> Materials provided:
[Start of Attachment]
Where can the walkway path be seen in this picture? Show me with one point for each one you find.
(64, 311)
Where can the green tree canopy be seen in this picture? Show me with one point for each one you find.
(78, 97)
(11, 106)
[End of Attachment]
> What to do:
Your output should consist only of the lines from the one containing "Where can the green" to the end of the records above, each retyped exactly.

> Problem solution:
Where can the green tree canopy be seen in this picture? Show me with one point for each one you find.
(78, 97)
(11, 106)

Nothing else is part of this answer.